Sex and the City s05e02 Episode Script

Unoriginal Sin

The worst thing about not being in a relationship is when your job is to write about being in a relationship.
Remember that guy who wore sandals, Randal the sandal guy? We had a couple of dates.
Six years ago? Is that anything? His name was Randal? I'm scraping the bottom of the barrel.
Last week I wrote about my search for the perfect French fry.
It was cute.
French fries.
You didn't read it, did you? I don't always have time to read it.
OK, then.
Wow! Even my friends - find me irrelevant.
- I read it every week.
You have a little man hanging from your breast.
- What else are you gonna do? - Eat.
I'm in a dating desert.
They'll have to change my column to " And The City".
Or they'll cancel it.
You're on the side of a bus.
Why did my editor call? He never calls.
I'm not getting laid.
I'm getting laid off.
You're not getting laid off.
I don't know if you read the rest of the paper, but people with real jobs are getting laid off.
This is not a good economy in which to be whipped cream.
Last night I started writing about my sock drawer.
Men as socks.
"Socks And The City".
- You and I need to find some men.
- There are no men.
You have to know where to look.
When are you free? I'm not trawling for men to have something to write.
Go have sex.
Report back.
I can only help with baby-proofing.
Use a condom.
What can I get you? The veggie scramble and wheat toast.
I'll have fries.
Maybe I'll make it a two-parter.
Denver omelette and hash browns.
The fruit plate.
And I'm back with Richard.
Richard, whose death we've been plotting? Maybe there are no men.
I listened to what he had to say I've never known anyone like you.
I was in over my head.
I got scared.
He got scared? That doesn't excuse the That coming from you is almost as disturbing as the news itself.
I hide under the covers, not between somebody's legs.
- You had to be there.
- You'll have to be there so he doesn't get scared again.
Being scared is not easy for a man to admit.
They get a medal for identifying a feeling? We do that all day long.
I feel pissed off.
- Do not resuscitate.
- I'm not an idiot.
I understand that Richard is a charismatic and successful man.
An interesting pussy might cross his path and he might fall It's just sex.
That might be a flaw, but nobody's perfect.
Some women can't get their husbands to pick up the dry cleaning.
You're comparing not picking up the dry cleaning with Do the thing.
I know he loves me.

—————

**TASKS TO CARRY OUT:**
**a.** According to the episode script, what did the columnist write about last week?
**b.** Rewrite everything in the episode script from "And I'm back" down to "man to admit.", putting "frightened" wherever "scared" appears.

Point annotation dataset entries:
—————

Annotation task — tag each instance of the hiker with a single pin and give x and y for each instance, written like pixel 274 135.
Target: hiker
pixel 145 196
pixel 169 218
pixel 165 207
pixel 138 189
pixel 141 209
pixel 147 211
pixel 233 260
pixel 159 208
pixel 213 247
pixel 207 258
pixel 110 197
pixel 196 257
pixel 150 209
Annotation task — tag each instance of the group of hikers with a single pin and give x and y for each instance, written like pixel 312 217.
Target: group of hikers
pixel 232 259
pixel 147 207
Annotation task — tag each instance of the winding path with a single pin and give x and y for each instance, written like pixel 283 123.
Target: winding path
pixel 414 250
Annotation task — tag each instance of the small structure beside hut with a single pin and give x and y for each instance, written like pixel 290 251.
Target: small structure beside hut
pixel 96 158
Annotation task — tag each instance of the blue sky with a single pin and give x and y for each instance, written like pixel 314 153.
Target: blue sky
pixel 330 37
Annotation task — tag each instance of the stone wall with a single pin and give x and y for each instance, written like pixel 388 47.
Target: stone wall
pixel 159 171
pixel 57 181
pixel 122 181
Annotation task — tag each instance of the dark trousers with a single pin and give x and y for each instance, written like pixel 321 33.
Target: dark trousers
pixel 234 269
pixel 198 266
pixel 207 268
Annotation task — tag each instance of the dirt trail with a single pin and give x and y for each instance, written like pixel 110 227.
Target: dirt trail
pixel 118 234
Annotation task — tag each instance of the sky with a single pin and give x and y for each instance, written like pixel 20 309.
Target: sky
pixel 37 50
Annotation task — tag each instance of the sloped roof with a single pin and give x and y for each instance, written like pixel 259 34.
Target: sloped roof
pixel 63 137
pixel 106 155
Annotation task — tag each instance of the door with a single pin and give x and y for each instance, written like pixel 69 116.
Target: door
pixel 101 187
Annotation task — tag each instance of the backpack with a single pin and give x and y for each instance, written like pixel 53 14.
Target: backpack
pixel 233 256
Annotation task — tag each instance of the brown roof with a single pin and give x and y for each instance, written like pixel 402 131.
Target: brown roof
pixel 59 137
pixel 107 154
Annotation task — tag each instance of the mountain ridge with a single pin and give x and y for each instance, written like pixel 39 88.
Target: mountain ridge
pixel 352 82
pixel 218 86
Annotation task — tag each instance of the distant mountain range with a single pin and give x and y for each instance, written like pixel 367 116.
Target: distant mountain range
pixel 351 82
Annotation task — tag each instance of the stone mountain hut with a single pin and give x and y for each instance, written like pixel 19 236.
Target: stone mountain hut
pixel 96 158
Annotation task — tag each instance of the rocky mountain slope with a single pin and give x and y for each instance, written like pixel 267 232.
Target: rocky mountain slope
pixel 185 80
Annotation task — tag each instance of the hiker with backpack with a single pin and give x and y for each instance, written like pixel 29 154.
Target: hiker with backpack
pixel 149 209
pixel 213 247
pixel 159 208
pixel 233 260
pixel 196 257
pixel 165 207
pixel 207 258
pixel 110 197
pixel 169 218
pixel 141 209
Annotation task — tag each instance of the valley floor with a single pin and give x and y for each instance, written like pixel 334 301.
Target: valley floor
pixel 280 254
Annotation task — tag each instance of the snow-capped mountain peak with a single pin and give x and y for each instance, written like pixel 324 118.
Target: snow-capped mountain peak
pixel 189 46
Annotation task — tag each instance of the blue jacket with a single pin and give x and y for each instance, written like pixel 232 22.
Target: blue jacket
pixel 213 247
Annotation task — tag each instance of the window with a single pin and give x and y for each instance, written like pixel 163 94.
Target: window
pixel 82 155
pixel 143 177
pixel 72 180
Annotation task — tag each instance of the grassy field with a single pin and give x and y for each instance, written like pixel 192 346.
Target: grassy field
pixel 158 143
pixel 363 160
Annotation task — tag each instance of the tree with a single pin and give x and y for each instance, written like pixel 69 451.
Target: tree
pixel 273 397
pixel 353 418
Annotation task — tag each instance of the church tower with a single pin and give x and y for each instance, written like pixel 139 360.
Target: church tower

—————

**SOLUTION LIST:**
**a.** Her search for the perfect French fry.

**b.**
And I'm back with Richard.
Richard, whose death we've been plotting? Maybe there are no men.
I listened to what he had to say I've never known anyone like you.
I was in over my head.
I got frightened.
He got frightened? That doesn't excuse the That coming from you is almost as disturbing as the news itself.
I hide under the covers, not between somebody's legs.
- You had to be there.
- You'll have to be there so he doesn't get frightened again.
Being frightened is not easy for a man to admit.